*CHALLENGES*.
1. According to the blog post, what was the name of the writer's grandfather?
2. Write out, word for word, the part of the blog post that opens with the words containing "When I look" and closes with "wonder such things.".

AvrilMy Favorite Month: I don't like coaster rides, but that's the last of March and, usually, most of the month of April. What I look forward to is the end of the ride; when the ups, downs, twist, and turns are done, and you coast toward a stop. It'll come some morning this month. You'll smell it in the air, a warm breeze will touch your skin, and the season will have changed for good. (At least until Autumn.)
When I look out over the lake and the wind is bursting out of the northeast I wonder (wonder, wonder) what this place was like nearly 200 years ago. I know about where Captain William Austin's cabin was located in town. Now it's all houses or lake. If you drive from the waterworks west (through town), and get on Lake Road, it's somewhere in or on the lakefront just past Edson Creek. Take away all the flotsom and jetsom left by generations of boneheads like us, and imagine what life was like then. Not ideal, but challenging. April causes me to wonder such things.


Freedom of The Press: There was a distrubing article in the local paper this week involving constitutional rights. It's always politics~ ain't it. One councilman (#1) is angry at another councilman (#2) because he doesn't agree with the mayor. In his tirade about how (#2) may have comitted liable because he criticised the City's Chief Executive #1 went on to accuse the editor of the paper of yellow journalism for printing a letter written by #2.
Hogwash! I don't know where #1 went to school, but the Constitution of The United States of America guarantees both freedom of speech and freedom of the press. More importantly, #1 should know that because an editor of any publication allows an opinion, signed by the person expressing it, to be published it does not follow that the editor agrees or disagrees with the opinion(s) expressed. As my old friend William Shakespeare once wrote, "Methinks thou protest too much."


The Girls of Summer: My grandfather (Pearl Roscoe) took a bundle of pictures. Some puzzle me. For some reason he took many photographs of "things" (buildings and such). He didn't do a great deal of portrait work. He did passports and the like, but he apparently made few photographs of individual people. Group pictures like the Mermaids on a Knarled Log were more his style of people pictures. Nonetheless, I wonder about such photographs. Perhaps, he was a lady's man. I wouldn't know. Both he and my grandmother died when I was maybe a year old.
But, seriously, there had to be good reason for pictures like the one above. This was obviously a posed portrait. The log was in the lake. Most likely, it was along the Main Street Beach area. Trees would wash out the mouth of the river and land along the lakeshore west of the breakwalls. The general flow of Lake Erie is from east to west. The ladies are not dressed for swimming. They are wearing shoes and some jewelry. Two are wearing a brooch, one has a cross necklace, and at least one has a wedding ring. They climbed on the log using the flat piece of driftwood in the lower left side of the picture. The backdrop over the lake appears to be foggy. I know not whether it's because of the weather (no pun intended) or just a flaw in the glass plate negative. And (again) using my prowness as a deductive thinker (which is a fancy way of saying I'm guessing) I would say that this is a Sunday School class. I'm assuming that they wouldn't be wearing white dresses for everyday clothing. In any case, I surely like Pearl's pictures.

*STORED ROWS*.
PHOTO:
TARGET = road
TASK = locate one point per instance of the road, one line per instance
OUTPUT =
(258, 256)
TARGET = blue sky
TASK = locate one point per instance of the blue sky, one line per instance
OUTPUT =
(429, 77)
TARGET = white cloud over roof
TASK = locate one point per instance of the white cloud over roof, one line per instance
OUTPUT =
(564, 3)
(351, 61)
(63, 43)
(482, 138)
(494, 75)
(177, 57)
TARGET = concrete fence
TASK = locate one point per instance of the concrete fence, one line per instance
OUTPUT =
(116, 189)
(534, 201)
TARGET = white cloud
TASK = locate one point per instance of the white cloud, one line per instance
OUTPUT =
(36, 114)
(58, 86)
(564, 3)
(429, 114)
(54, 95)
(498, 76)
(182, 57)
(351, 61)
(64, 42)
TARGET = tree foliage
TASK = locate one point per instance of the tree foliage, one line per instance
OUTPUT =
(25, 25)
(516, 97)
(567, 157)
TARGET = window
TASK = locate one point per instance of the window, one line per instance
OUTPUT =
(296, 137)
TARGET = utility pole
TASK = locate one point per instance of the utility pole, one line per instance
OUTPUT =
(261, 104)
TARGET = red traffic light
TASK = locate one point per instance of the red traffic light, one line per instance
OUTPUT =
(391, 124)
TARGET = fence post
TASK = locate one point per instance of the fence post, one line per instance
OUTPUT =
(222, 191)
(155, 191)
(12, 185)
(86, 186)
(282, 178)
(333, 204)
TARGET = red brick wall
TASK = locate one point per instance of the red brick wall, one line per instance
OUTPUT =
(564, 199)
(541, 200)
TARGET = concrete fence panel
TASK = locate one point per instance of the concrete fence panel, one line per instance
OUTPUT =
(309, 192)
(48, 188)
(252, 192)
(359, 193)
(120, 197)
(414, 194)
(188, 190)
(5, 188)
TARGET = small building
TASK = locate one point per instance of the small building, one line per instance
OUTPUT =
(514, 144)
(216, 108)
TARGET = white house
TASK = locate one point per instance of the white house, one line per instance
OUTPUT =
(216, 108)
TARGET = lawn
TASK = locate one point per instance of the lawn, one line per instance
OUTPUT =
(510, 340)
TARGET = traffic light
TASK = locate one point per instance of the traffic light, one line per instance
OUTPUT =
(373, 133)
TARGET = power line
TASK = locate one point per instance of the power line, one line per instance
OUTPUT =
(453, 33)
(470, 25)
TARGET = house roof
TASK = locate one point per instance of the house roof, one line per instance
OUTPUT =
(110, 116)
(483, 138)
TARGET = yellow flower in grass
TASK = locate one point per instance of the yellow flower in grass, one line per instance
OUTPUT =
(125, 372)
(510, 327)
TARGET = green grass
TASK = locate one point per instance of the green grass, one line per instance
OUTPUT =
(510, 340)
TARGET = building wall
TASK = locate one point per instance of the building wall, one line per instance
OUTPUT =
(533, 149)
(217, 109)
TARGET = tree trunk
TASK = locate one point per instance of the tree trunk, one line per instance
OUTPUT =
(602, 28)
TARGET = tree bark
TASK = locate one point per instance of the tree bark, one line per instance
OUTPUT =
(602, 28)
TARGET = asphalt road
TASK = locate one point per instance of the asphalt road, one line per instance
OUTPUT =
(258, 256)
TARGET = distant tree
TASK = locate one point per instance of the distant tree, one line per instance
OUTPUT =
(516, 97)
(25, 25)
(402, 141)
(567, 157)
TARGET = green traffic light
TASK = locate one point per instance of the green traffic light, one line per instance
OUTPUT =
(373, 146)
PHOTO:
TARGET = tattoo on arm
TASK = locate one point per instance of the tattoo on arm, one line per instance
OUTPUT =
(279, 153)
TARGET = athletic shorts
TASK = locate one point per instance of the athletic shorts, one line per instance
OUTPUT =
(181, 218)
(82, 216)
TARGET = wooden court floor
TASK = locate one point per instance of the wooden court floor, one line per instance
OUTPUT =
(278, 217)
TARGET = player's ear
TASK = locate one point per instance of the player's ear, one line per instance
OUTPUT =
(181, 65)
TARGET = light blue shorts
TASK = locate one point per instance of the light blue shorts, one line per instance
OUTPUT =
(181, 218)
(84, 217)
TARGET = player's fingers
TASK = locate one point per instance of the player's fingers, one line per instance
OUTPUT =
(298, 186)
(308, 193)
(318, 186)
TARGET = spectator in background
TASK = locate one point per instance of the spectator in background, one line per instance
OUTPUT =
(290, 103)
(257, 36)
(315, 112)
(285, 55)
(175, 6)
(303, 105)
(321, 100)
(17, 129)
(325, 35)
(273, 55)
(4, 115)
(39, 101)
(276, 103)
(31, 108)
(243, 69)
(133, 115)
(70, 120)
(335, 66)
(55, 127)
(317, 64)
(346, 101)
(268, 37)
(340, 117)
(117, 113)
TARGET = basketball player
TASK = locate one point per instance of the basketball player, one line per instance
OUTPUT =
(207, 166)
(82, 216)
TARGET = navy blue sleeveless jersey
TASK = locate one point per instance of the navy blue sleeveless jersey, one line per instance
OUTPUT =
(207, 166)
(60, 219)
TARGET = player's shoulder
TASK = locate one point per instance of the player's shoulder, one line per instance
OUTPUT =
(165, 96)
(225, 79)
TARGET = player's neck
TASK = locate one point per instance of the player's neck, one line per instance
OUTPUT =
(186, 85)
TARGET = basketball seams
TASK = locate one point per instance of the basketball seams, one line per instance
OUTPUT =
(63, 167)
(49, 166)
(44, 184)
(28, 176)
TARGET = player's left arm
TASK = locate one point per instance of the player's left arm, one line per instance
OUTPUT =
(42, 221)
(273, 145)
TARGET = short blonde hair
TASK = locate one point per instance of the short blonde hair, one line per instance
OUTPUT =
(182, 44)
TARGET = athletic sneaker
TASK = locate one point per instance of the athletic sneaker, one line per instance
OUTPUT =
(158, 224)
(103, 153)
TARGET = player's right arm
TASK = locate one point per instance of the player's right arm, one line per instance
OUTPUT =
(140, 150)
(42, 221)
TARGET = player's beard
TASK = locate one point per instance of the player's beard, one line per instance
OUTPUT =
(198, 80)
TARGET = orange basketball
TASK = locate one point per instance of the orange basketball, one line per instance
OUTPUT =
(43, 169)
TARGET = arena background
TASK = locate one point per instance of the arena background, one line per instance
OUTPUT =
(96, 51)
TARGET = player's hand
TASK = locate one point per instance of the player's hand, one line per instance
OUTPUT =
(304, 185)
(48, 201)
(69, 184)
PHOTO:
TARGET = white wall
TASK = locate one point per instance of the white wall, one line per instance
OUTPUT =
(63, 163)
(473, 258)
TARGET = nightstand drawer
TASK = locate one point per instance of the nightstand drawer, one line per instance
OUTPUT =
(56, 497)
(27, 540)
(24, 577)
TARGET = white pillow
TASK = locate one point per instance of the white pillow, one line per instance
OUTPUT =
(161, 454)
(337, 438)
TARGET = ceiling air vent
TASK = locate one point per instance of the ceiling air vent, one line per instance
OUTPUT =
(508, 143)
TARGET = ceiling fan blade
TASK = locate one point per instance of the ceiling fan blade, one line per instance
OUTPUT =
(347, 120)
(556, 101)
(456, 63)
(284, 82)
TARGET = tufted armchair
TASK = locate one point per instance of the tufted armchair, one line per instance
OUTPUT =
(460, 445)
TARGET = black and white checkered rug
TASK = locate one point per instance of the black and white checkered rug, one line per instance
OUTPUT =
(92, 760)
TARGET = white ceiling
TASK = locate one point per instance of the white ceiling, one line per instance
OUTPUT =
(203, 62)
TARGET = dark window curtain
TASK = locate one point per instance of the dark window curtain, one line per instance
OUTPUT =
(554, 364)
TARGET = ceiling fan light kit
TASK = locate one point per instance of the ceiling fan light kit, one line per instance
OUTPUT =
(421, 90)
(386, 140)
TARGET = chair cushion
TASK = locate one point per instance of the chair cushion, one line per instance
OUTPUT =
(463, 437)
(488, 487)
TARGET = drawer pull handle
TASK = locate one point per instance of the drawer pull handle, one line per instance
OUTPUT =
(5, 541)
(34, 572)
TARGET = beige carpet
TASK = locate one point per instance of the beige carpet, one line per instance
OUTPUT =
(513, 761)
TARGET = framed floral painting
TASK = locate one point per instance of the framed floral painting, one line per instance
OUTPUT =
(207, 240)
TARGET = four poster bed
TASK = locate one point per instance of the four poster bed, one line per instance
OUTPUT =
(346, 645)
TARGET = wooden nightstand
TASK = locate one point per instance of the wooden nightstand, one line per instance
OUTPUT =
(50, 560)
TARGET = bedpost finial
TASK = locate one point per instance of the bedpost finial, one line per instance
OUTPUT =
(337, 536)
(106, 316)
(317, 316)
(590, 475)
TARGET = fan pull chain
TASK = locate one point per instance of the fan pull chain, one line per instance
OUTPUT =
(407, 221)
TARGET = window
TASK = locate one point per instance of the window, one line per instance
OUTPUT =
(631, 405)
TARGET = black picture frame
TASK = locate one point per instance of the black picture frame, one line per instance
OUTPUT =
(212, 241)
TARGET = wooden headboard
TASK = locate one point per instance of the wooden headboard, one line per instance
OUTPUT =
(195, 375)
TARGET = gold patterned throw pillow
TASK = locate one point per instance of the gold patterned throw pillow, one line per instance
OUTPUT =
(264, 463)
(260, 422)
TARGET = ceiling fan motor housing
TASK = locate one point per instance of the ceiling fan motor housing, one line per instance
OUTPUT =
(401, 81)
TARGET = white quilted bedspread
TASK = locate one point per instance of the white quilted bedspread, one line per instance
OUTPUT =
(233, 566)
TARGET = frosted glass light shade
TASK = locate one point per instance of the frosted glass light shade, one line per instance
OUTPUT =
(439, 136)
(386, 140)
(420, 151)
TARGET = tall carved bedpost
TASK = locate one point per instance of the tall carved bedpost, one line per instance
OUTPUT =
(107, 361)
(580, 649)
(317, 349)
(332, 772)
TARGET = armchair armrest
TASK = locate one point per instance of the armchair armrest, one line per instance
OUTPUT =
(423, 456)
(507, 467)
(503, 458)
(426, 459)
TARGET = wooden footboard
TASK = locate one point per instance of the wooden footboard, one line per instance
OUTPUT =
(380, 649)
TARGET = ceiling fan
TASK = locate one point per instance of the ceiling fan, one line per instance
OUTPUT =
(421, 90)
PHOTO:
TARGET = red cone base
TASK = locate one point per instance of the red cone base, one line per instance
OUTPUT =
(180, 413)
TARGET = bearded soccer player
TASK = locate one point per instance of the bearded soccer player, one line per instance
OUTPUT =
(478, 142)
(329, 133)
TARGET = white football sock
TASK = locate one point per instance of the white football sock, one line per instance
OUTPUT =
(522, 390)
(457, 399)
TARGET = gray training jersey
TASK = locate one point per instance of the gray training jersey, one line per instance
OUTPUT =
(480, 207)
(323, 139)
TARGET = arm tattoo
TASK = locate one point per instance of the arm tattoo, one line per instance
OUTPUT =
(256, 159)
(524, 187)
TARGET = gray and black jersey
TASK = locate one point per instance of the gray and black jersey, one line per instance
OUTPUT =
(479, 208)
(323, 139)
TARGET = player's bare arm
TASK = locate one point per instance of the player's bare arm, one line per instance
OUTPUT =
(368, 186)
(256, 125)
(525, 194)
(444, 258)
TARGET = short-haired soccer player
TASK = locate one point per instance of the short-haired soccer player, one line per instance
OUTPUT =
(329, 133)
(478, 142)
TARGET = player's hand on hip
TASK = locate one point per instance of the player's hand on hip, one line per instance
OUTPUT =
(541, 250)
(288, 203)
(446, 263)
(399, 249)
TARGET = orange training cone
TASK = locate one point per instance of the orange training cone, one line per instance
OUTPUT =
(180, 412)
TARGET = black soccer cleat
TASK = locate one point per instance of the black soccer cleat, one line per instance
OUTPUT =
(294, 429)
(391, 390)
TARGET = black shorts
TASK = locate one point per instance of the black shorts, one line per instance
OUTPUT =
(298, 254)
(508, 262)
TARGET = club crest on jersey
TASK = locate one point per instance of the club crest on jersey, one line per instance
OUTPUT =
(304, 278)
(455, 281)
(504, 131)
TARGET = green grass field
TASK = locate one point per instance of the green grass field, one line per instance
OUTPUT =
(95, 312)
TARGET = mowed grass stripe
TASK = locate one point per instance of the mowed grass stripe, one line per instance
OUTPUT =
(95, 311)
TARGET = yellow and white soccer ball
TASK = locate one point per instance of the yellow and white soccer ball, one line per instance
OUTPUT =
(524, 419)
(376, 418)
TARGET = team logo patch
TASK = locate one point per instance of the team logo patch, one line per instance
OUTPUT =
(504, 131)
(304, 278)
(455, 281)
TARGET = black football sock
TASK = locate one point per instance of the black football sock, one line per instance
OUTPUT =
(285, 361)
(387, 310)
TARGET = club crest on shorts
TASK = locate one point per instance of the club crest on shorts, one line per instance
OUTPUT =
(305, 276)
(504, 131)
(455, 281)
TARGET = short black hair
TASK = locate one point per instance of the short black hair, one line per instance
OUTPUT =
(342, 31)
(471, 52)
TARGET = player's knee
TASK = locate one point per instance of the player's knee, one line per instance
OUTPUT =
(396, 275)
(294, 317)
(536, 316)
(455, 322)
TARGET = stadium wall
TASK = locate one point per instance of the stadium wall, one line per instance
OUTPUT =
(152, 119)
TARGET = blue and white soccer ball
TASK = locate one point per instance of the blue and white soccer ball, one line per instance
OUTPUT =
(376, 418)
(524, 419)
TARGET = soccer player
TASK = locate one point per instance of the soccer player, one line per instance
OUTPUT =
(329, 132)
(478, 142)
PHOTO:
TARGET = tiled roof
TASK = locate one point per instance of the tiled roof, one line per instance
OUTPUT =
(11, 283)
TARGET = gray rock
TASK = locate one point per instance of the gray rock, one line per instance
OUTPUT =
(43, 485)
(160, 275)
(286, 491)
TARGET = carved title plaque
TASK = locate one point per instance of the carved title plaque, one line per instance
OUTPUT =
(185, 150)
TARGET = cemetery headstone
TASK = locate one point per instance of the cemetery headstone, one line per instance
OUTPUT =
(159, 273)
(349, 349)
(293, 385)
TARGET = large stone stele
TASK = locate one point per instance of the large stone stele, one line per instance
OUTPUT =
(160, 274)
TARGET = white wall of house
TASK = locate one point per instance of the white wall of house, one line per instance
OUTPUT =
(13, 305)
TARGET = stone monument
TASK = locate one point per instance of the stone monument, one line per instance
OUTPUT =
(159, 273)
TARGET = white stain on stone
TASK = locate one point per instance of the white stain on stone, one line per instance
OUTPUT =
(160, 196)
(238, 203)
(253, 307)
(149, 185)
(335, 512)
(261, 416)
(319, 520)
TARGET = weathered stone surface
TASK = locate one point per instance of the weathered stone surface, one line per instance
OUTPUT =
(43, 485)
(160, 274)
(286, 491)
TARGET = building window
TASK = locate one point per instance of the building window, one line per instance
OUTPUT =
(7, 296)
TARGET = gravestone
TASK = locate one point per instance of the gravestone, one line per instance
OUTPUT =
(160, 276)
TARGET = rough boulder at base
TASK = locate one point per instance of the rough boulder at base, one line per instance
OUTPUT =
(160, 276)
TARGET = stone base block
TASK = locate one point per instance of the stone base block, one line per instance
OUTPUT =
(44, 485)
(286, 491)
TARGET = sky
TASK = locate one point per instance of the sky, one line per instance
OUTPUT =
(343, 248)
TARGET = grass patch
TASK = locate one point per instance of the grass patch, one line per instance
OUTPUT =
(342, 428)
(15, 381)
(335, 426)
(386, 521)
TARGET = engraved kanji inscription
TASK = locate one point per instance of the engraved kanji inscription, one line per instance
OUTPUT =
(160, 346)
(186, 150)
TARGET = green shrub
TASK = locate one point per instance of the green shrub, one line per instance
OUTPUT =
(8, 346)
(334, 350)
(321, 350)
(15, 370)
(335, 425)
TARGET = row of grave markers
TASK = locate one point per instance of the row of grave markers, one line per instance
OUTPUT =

*SOLUTION SET*.
1. Pearl Roscoe

2.
When I look out over the lake and the wind is bursting out of the northeast I wonder (wonder, wonder) what this place was like nearly 200 years ago. I know about where Captain William Austin's cabin was located in town. Now it's all houses or lake. If you drive from the waterworks west (through town), and get on Lake Road, it's somewhere in or on the lakefront just past Edson Creek. Take away all the flotsom and jetsom left by generations of boneheads like us, and imagine what life was like then. Not ideal, but challenging. April causes me to wonder such things.